■ Directions for this task ■
Please return each line from the records below that contains the string "space", treating uppercase and lowercase as different.

■ Data for this task ■
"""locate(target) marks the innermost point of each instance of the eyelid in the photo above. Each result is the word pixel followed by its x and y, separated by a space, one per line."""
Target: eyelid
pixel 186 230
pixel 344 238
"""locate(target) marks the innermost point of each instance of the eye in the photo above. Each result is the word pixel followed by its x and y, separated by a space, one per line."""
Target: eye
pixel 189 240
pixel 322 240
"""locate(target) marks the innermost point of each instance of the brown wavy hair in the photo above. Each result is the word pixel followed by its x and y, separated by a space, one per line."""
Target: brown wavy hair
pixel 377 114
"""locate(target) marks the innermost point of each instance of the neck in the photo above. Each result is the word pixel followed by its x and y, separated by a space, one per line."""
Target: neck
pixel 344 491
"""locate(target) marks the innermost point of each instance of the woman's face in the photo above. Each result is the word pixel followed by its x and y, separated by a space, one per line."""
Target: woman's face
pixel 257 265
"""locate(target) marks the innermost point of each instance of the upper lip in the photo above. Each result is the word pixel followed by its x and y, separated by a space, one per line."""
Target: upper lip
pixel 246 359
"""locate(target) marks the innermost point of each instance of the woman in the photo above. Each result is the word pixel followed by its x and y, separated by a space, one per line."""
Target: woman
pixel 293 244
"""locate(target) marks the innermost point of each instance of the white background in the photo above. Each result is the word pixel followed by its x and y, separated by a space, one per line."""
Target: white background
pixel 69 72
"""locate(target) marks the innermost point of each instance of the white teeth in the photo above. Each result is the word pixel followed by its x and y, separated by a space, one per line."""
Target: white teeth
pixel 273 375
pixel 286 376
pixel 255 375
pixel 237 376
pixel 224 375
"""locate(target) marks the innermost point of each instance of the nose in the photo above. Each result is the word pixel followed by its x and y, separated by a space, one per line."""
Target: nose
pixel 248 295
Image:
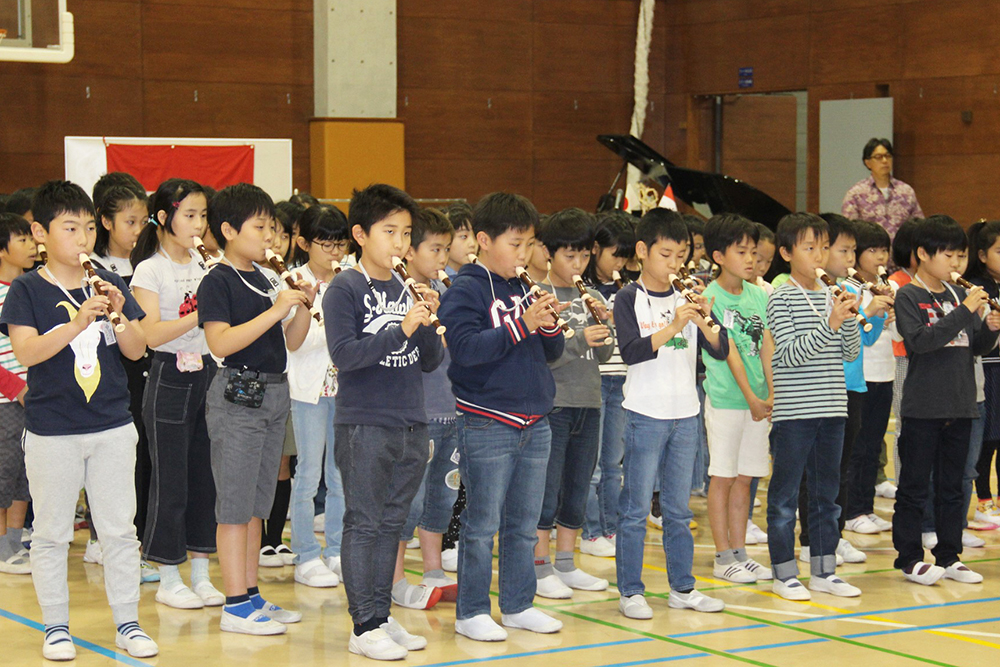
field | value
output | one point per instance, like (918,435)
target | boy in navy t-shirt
(79,429)
(241,310)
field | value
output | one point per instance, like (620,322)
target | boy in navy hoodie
(381,341)
(501,341)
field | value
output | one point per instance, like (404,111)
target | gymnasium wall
(510,94)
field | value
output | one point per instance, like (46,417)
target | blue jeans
(503,470)
(812,446)
(313,426)
(667,446)
(431,507)
(606,483)
(576,437)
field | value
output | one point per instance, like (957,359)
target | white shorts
(738,445)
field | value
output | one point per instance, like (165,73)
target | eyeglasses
(330,246)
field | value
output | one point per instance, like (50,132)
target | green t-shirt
(745,319)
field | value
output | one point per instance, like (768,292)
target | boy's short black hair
(662,224)
(58,197)
(838,225)
(870,234)
(765,233)
(236,204)
(695,224)
(570,228)
(902,243)
(793,227)
(376,203)
(728,229)
(500,212)
(430,221)
(11,225)
(938,233)
(460,215)
(19,201)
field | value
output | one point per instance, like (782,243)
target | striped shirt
(8,362)
(809,356)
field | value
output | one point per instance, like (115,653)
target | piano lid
(721,193)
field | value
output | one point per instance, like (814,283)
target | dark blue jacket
(498,368)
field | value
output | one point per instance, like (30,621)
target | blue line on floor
(507,656)
(81,643)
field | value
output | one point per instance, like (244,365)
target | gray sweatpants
(381,468)
(58,466)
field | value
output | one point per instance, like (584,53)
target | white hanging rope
(643,37)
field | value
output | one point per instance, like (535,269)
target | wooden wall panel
(464,54)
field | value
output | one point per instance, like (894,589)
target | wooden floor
(892,623)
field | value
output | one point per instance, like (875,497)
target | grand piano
(705,192)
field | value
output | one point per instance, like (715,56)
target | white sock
(199,570)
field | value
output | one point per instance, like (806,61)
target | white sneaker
(316,574)
(635,606)
(734,572)
(694,600)
(883,525)
(93,553)
(862,525)
(255,624)
(958,572)
(137,643)
(449,560)
(377,645)
(924,573)
(417,597)
(886,490)
(270,558)
(791,589)
(179,598)
(58,646)
(597,546)
(532,620)
(833,585)
(287,555)
(759,571)
(481,628)
(804,556)
(208,593)
(970,540)
(552,587)
(849,553)
(582,581)
(399,635)
(757,532)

■ Solution ■
"""locate(target) marks the innermost point of each instance of the eyelid in the photo above. Each result is the word pixel followed by its x and y, separated by a space, one per line."""
"""locate(target) marks the innermost point of each instance of the eye in the photo above. Each result is the word pixel followed by its x and y, separated by a space, one per line."""
"""locate(target) marks the innermost point of each instance of the brown wavy hair in the photo above. Each result is the word pixel followed by its x and y, separated by a space, one per line."""
"""locate(target) marks the innermost point of each instance of the neck in the photo above. Each result is the word pixel followed by its x and y, separated by a space, one per line."""
"""locate(target) marks the innermost point of each instance of the woman's face in the photo above. Each result is the word pixel followed by its x and y, separated by a space, one per line."""
"""locate(target) marks the innermost point of each instance of the upper lip in the photo above. Each result is the word pixel followed by its x and y, separated by a space, one per line."""
"""locate(target) marks the innermost point of each instance of the woman in the photo above. Each result is the word pixel followed by its x and y, separated by a space, one per line."""
"""locate(target) marks the innermost point of each instance of the white background in the photo above. Each result is the word pixel followed by its x and y, separated by a space, one per line."""
"""locate(target) marks the innermost point of each instance of the white teeth in the photo above. Each result is the word pixel followed by its x and y, separated by a space, one per line."""
"""locate(target) marks the innermost point of each instance of the nose in the photo above. Each result is the word pixel followed by its x and y, separated by a space, one per line."""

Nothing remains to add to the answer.